* PROVIDED PASSAGE *
----------

Archeology

Mammals That Lived Before The End-Cretaceous Extinction, About 62 Million Years Ago

About 62 million years ago only 4 million years after an Everest-size asteroid hit Earth and ended the age of dinosaurs fuzzy creatures with finger-like digits on their feet emerged as some of the first large mammals to ever roam the planet.

These animals, about the size of a big dog, towered over the shrew to possum-size mammals that existed before the space rock struck, and now, scientists think they know how the critters outgrew their diminutive mammal cousins.

In a new study, published Wednesday (Aug. 31) in the journal Nature, researchers analyzed the fossilized teeth and bones of Pantolambda bathmodon, a stocky, now-extinct mammal that weighed roughly 92 pounds (42 kilograms) when fully grown.

“They probably got a little bit bigger than the analyzed specimens, so that’s pushing 100 pounds (45 kg), which is pretty large when you think about the fact that this is a mammal that lived only four million years after T. rex went extinct,” said lead author Gregory Funston, who was a research fellow at the University of Edinburgh during the study.

“Mammals hadn’t gotten bigger than a badger for the whole Mesozoic (252 million to 66 million years ago), so Pantolambda was two or three times that size,” said Funston, who is now at the Royal Ontario Museum in Toronto, Canada.

----------

Point-per-instance localization data
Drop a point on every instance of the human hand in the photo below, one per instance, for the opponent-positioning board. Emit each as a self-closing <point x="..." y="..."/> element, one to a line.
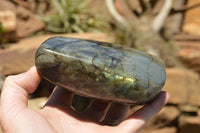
<point x="57" y="115"/>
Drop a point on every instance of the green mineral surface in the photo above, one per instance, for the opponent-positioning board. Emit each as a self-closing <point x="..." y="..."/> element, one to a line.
<point x="101" y="70"/>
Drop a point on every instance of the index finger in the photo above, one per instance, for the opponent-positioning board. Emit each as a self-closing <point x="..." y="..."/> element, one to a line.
<point x="16" y="88"/>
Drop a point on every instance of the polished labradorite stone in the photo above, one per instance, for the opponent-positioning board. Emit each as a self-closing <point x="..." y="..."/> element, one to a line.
<point x="101" y="70"/>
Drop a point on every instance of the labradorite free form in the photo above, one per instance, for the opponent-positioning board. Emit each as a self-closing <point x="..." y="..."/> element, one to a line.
<point x="101" y="70"/>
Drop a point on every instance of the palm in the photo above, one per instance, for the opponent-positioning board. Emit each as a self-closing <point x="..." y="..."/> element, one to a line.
<point x="57" y="116"/>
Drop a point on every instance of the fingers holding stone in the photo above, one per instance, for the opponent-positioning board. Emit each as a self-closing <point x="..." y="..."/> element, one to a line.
<point x="139" y="119"/>
<point x="96" y="111"/>
<point x="116" y="114"/>
<point x="61" y="98"/>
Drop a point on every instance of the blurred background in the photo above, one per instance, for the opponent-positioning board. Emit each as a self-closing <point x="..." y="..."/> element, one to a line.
<point x="169" y="29"/>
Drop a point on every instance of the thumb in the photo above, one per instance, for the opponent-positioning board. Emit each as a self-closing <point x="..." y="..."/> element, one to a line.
<point x="16" y="88"/>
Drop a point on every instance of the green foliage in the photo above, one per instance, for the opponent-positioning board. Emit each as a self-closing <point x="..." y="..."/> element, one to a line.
<point x="71" y="16"/>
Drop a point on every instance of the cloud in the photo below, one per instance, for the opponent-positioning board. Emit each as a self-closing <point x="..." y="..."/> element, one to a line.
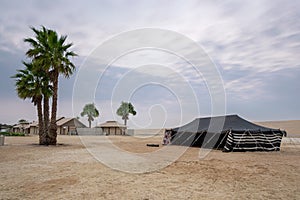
<point x="255" y="45"/>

----------

* WHAT NEEDS TO BE DONE *
List every institution and publication named in the article on early large mammals. Use only the text to answer.

* YOUR RESPONSE *
- the journal Nature
- the University of Edinburgh
- the Royal Ontario Museum